▸ Exercise data
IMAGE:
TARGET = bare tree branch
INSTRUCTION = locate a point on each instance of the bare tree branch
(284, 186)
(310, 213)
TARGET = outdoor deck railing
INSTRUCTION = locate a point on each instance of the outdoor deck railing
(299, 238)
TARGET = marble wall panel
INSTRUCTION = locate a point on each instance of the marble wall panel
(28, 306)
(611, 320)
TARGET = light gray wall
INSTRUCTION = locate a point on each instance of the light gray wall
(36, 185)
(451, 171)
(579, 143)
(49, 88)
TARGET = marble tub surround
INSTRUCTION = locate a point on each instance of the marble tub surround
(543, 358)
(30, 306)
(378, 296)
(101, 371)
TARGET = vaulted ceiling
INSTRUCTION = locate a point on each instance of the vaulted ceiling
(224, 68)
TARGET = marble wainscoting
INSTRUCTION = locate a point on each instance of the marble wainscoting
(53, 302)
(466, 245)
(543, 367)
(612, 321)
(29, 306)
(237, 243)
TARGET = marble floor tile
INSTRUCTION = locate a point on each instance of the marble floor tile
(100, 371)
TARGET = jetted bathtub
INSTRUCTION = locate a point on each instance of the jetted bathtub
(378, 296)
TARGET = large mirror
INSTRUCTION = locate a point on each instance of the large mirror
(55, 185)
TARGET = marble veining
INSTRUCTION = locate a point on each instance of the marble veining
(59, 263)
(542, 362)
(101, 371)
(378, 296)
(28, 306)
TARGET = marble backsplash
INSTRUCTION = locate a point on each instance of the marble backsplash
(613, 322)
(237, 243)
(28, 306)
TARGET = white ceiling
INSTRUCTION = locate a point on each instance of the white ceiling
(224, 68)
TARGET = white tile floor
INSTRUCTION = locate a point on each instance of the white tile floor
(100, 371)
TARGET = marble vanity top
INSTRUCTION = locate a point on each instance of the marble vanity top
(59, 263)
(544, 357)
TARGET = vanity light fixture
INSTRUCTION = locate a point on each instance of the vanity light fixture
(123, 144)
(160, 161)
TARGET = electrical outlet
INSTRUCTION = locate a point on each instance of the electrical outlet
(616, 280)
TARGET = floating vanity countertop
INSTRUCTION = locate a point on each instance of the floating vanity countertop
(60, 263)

▸ What you have to do
Would you reproduce the material above in full, exactly as given?

▸ Solved exercise
IMAGE:
TARGET = bare tree branch
INSTRUCTION = locate a point on each instance of the bare tree branch
(284, 186)
(310, 213)
TARGET = outdoor deck railing
INSTRUCTION = locate a point on each instance of the outdoor deck railing
(299, 238)
TARGET = marble wall panel
INSTRUCTION = locate a point on each instance of the marble wall panel
(28, 306)
(611, 320)
TARGET = light gray wall
INSTRUCTION = locate a point on each instance of the light gray wall
(36, 185)
(451, 171)
(579, 143)
(49, 88)
TARGET = marble tub surround
INSTRUCTION = locate a point on each instance of the marble tub surround
(543, 358)
(30, 306)
(378, 296)
(101, 371)
TARGET = vaulted ceiling
INSTRUCTION = locate a point on each instance of the vaulted ceiling
(224, 68)
TARGET = marble wainscoting
INSTRUCTION = locate a point on each instance of the marble wainscoting
(53, 302)
(466, 245)
(543, 367)
(612, 321)
(29, 306)
(237, 243)
TARGET = marble floor tile
INSTRUCTION = locate a point on each instance of the marble floor tile
(100, 371)
TARGET = jetted bathtub
INSTRUCTION = locate a point on each instance of the jetted bathtub
(378, 296)
TARGET = large mirror
INSTRUCTION = locate a point on each instance of the large mirror
(55, 185)
TARGET = marble veining
INSTRUCTION = locate a point on each instance of the marble veining
(59, 263)
(542, 362)
(101, 371)
(378, 296)
(28, 306)
TARGET = marble backsplash
INSTRUCTION = locate a point on each instance of the marble backsplash
(613, 322)
(237, 243)
(28, 306)
TARGET = white ceiling
INSTRUCTION = locate a point on each instance of the white ceiling
(224, 68)
TARGET = white tile floor
INSTRUCTION = locate a point on each instance of the white tile floor
(100, 371)
TARGET = marble vanity top
INSTRUCTION = locate a point on each instance of the marble vanity top
(59, 263)
(544, 357)
TARGET = vanity light fixture
INSTRUCTION = locate a point on each instance of the vanity light fixture
(123, 144)
(160, 161)
TARGET = electrical outlet
INSTRUCTION = locate a point on each instance of the electrical outlet
(616, 280)
TARGET = floating vanity countertop
INSTRUCTION = locate a point on each instance of the floating vanity countertop
(60, 263)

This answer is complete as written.